## [Vorliegender Text]
# http anfrage erklärung



## DiveSurfer (25. Januar 2004)

naben
ich habe mal eine frage ... 
ich bin auf der suchen nach einer ausführlichen erklärun (mit beispielen)
wei ein verbindungsaufbau von einem client zu einem server (http) funktioniert.

weiss einer von euch wo ich so was im netz finden kann?

thx


----------



## JohannesR (25. Januar 2004)

Du kannst mittels ethereal eine HTTP-Anfrage mitloggen (sprich: Port 80 filter), darin steht dann alles relevante! 
Nachspielen kannst du das ganze dann per $ telnet host 80

Johannes


----------



## Fabian H (25. Januar 2004)

Auch ganz wichtig:
Das RFC 2616


----------



## DiveSurfer (25. Januar 2004)

> _Original geschrieben von Johannes Röttger _
> *Du kannst mittels ethereal eine HTTP-Anfrage mitloggen (sprich: Port 80 filter), darin steht dann alles relevante!
> Nachspielen kannst du das ganze dann per $ telnet host 80
> 
> Johannes *



ja so weit is das klar ... 
aber ich hätt sowas gerne fertig mit erklärungen


----------



## JohannesR (25. Januar 2004)

Das ganze ist völlig selbsterklärend, die Anweisungen sind im Klartext (GET etc.) und erfordern kein Englisch-Studium. Du kannst es doch einfach mal ausprobieren und die unklaren Stellen hier posten. Wir versuchen dann, sie dir zu erörtern...


----------



## DiveSurfer (25. Januar 2004)

ok ich werde es mal versuchen 
wenn was nich klar is melde ich mich 

thx


----------



## Sinac (26. Januar 2004)

Darf ich Fragen was das im Linux Forum zu suchen hat?
Naja, schau mal hier!


----------



## DiveSurfer (26. Januar 2004)

sorry wenn ich das falsch eingeordnet habe ... 

danke das material war richtig so was hatte ich gesucht


----------

Einträge mit Koordinatenannotationen:

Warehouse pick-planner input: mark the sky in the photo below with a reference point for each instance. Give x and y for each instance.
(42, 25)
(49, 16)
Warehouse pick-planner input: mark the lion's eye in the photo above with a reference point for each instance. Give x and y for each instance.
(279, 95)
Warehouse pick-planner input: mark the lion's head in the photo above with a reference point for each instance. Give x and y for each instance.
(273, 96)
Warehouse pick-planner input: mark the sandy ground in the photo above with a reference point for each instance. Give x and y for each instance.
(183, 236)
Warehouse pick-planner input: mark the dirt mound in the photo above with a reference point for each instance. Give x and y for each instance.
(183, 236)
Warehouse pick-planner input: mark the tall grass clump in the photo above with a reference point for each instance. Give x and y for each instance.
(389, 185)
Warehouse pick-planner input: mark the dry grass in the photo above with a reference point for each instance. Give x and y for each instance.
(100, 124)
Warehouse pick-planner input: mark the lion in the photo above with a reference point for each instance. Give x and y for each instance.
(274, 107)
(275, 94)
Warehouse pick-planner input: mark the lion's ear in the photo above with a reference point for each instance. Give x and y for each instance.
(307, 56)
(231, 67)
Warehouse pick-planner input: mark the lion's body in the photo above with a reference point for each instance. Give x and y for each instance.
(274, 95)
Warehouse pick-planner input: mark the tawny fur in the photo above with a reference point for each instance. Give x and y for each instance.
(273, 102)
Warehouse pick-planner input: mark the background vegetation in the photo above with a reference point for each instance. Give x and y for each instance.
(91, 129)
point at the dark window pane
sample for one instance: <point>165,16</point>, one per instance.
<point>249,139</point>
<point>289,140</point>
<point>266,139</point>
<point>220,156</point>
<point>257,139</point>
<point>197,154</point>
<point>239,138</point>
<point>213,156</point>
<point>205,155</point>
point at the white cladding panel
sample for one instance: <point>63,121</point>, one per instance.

## [Gestellte Aufgabe]
Schreibe aus dem Forenthread über HTTP-Anfragen alles von „ich bin auf“ bis hinunter zu „server (http) funktioniert.“ wortgetreu ab.

## [Antwort]
ich bin auf der suchen nach einer ausführlichen erklärun (mit beispielen)
wei ein verbindungsaufbau von einem client zu einem server (http) funktioniert.